WHAT TO PRODUCE:
Copy out every one of the records below line for line, without changing a single word, number, or mark.

GIVEN RECORDS:
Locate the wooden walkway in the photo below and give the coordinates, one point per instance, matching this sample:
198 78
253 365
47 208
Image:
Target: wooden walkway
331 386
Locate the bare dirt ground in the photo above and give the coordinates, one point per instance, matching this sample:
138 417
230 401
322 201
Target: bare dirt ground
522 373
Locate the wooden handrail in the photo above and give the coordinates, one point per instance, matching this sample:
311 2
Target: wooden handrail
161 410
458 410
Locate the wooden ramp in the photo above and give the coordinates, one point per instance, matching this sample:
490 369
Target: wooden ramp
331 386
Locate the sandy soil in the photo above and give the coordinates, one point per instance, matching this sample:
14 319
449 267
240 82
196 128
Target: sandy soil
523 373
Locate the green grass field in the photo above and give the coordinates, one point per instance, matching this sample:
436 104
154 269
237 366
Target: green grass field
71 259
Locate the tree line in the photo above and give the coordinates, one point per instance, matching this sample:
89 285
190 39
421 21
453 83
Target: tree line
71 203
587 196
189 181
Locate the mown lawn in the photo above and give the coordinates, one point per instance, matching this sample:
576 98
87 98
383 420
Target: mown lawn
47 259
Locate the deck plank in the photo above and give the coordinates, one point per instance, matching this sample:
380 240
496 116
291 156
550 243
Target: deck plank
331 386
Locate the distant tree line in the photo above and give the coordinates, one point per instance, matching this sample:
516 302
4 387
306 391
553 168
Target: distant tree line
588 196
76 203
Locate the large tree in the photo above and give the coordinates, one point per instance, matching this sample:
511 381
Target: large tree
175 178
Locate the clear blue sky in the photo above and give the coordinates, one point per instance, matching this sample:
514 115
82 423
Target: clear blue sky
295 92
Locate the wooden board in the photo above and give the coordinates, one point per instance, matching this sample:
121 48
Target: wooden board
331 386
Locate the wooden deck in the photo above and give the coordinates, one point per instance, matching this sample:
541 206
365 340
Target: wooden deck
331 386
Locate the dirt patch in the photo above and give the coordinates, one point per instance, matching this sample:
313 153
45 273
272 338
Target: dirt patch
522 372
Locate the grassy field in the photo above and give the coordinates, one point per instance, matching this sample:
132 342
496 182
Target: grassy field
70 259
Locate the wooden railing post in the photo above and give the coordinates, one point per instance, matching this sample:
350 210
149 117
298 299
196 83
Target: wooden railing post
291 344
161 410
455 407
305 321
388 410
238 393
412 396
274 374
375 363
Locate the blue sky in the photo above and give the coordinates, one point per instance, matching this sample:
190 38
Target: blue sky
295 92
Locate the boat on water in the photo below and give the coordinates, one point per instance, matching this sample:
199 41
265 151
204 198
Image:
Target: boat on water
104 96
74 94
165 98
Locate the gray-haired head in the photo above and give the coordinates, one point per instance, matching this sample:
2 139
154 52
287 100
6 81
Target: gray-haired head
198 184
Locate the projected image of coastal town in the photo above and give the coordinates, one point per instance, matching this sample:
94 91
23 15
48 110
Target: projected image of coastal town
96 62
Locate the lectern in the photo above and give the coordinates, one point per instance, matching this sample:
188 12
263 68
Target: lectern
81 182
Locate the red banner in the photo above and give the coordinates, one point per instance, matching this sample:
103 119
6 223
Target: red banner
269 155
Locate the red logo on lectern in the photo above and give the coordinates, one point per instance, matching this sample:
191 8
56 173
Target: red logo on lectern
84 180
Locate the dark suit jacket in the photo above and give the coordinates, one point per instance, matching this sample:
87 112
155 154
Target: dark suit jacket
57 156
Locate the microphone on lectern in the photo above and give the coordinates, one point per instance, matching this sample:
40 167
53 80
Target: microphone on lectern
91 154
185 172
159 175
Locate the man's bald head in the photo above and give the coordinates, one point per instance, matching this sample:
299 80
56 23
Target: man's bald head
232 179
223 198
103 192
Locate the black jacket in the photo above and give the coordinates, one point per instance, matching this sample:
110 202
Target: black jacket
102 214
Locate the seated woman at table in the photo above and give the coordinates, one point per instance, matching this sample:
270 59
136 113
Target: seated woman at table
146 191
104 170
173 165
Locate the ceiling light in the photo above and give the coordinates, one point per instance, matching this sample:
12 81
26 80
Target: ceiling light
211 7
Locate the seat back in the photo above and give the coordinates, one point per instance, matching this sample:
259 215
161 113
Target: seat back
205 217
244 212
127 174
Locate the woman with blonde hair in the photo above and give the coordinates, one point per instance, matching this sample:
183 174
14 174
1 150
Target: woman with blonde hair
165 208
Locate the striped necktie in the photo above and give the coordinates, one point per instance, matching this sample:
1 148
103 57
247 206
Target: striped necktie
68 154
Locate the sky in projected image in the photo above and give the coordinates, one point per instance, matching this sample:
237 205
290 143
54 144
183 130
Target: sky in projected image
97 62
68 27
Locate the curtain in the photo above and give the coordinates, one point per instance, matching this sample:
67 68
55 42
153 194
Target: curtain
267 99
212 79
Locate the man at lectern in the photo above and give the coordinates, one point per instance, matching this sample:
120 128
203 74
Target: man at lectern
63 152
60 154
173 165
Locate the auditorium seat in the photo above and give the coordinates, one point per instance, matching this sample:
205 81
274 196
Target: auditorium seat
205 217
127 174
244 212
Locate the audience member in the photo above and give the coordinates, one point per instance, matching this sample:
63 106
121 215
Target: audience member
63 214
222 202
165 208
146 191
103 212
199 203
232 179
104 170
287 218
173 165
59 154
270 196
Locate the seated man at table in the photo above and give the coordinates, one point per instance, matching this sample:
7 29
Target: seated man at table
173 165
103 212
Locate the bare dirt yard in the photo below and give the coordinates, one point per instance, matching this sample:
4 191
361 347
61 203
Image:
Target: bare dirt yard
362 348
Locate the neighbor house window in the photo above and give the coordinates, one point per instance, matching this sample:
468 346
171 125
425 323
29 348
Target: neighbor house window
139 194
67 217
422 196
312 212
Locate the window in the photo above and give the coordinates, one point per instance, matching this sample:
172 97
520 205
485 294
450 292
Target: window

RESPONSE BELOW:
Locate the wooden walkway in the photo below and give the coordinates, one point per instance, matching this sample:
198 78
253 365
47 208
Image:
Target: wooden walkway
331 386
Locate the bare dirt ground in the photo above and give the coordinates, one point per instance, matching this sample:
138 417
230 401
322 201
Target: bare dirt ground
522 373
Locate the wooden handrail in the photo above and give the coordinates, one point per instance, matching this sample:
311 2
Target: wooden handrail
161 410
458 410
Locate the wooden ramp in the photo above and give the coordinates, one point per instance, matching this sample:
490 369
Target: wooden ramp
331 386
Locate the sandy soil in the photo above and give the coordinates, one point per instance, matching this sample:
14 319
449 267
240 82
196 128
Target: sandy soil
523 373
Locate the green grass field in the photo above and give the coordinates, one point per instance, matching this sample:
436 104
154 269
237 366
Target: green grass field
71 259
Locate the tree line in the photo above and give the coordinates, one point per instance, matching this sample:
89 285
190 39
421 21
453 83
Target: tree line
71 203
587 196
189 181
Locate the mown lawn in the photo above and give the coordinates, one point per instance, matching this sample:
576 98
87 98
383 420
Target: mown lawn
47 259
Locate the deck plank in the photo above and give the coordinates, one point per instance, matching this sample:
380 240
496 116
291 156
550 243
Target: deck plank
331 386
Locate the distant tree line in the photo above and give the coordinates, one point per instance, matching this sample:
516 302
4 387
306 391
553 168
Target: distant tree line
588 196
76 203
Locate the large tree in the photo above and give the coordinates, one point per instance, matching this sample:
511 381
Target: large tree
175 178
Locate the clear blue sky in the photo above and give the coordinates, one point per instance, matching this sample:
514 115
82 423
Target: clear blue sky
295 92
Locate the wooden board in the photo above and give the coordinates, one point per instance, matching this sample:
121 48
Target: wooden board
331 386
Locate the wooden deck in the photo above and give the coordinates, one point per instance, matching this sample:
541 206
365 340
Target: wooden deck
331 386
Locate the dirt patch in the photo above and give the coordinates, one point per instance, matching this sample:
313 153
45 273
272 338
Target: dirt patch
522 372
Locate the grassy field in the photo above and give the coordinates, one point per instance, matching this sample:
132 342
496 182
Target: grassy field
70 259
Locate the wooden railing post in the photo above and give the coordinates, one point per instance, matching this sample:
350 210
149 117
298 299
196 83
Target: wooden railing post
291 344
161 410
455 407
305 321
388 410
238 393
412 396
274 374
375 363
Locate the blue sky in the photo above and give the coordinates, one point per instance, matching this sample:
190 38
Target: blue sky
295 92
Locate the boat on water in the photo below and give the coordinates, one point per instance, matching this sample:
199 41
265 151
204 198
Image:
Target: boat on water
104 96
74 94
165 98
Locate the gray-haired head in the photo above and give the coordinates, one point per instance, matching this sample:
2 139
154 52
287 100
6 81
Target: gray-haired head
198 184
Locate the projected image of coastal town in the photo above and give the coordinates, one point per instance, matching this sample:
94 91
23 15
48 110
Target: projected image of coastal town
96 62
Locate the lectern in the photo above and give the coordinates, one point per instance, matching this sample:
188 12
263 68
Target: lectern
81 182
Locate the red banner in the photo above and give the coordinates, one point per instance, matching this sample:
103 119
6 223
Target: red banner
269 155
Locate the red logo on lectern in the photo above and give the coordinates, one point per instance, matching this sample:
191 8
56 173
Target: red logo on lectern
84 180
Locate the dark suit jacket in the photo above and give the coordinates, one point per instance, matching this sample:
87 112
155 154
Target: dark suit jacket
57 156
Locate the microphone on lectern in the photo above and give the coordinates, one point per instance, matching this sample:
40 167
53 80
Target: microphone on lectern
91 154
185 172
159 175
Locate the man's bald head in the photo above and give the coordinates, one point per instance, matching this sample:
299 80
56 23
Target: man's bald head
232 179
223 198
103 192
Locate the black jacket in the photo above and give the coordinates, one point per instance, matching this sample:
110 202
Target: black jacket
102 214
Locate the seated woman at table in the photo above and give the coordinates, one point per instance, matching this sample:
270 59
136 113
Target: seated woman at table
146 191
104 170
173 165
Locate the ceiling light in the photo above and give the coordinates, one point per instance, matching this sample:
12 81
26 80
Target: ceiling light
211 7
Locate the seat back in the photo above and give the coordinates, one point per instance, matching this sample:
259 215
161 113
Target: seat back
205 217
244 212
127 174
Locate the woman with blonde hair in the photo above and give the coordinates, one point per instance, matching this sample:
183 174
14 174
1 150
Target: woman with blonde hair
165 208
Locate the striped necktie in the photo above and give the coordinates, one point per instance, matching this sample:
1 148
103 57
247 206
Target: striped necktie
68 154
Locate the sky in projected image in the photo above and give the coordinates, one point per instance, matching this sample:
237 205
290 143
54 144
183 130
Target: sky in projected image
97 62
68 27
Locate the curtain in the photo above and give the coordinates, one point per instance, matching this sample:
67 68
55 42
153 194
Target: curtain
267 99
212 79
Locate the man at lectern in the photo above and give the coordinates, one point per instance, matching this sample:
120 128
203 74
Target: man at lectern
63 152
60 154
173 165
Locate the auditorium seat in the photo above and give the coordinates, one point per instance, matching this sample:
205 81
274 196
Target: auditorium seat
205 217
127 174
244 212
Locate the audience member in the photo above and give the coordinates, one point per instance, matching this sample:
63 106
121 215
Target: audience member
63 214
222 202
165 208
146 191
103 212
199 203
232 179
104 170
287 218
173 165
59 154
270 196
Locate the seated man at table in the photo above and give the coordinates, one point per instance, matching this sample:
7 29
Target: seated man at table
173 165
103 212
Locate the bare dirt yard in the photo below and give the coordinates, one point per instance, matching this sample:
4 191
361 347
61 203
Image:
Target: bare dirt yard
362 348
Locate the neighbor house window in the photo above and give the coordinates, one point per instance, matching this sample:
468 346
171 125
425 323
29 348
Target: neighbor house window
139 194
67 217
422 196
312 212
Locate the window in the photo above and give the coordinates, one point per instance, matching this sample:
172 97
520 205
485 294
450 292
Target: window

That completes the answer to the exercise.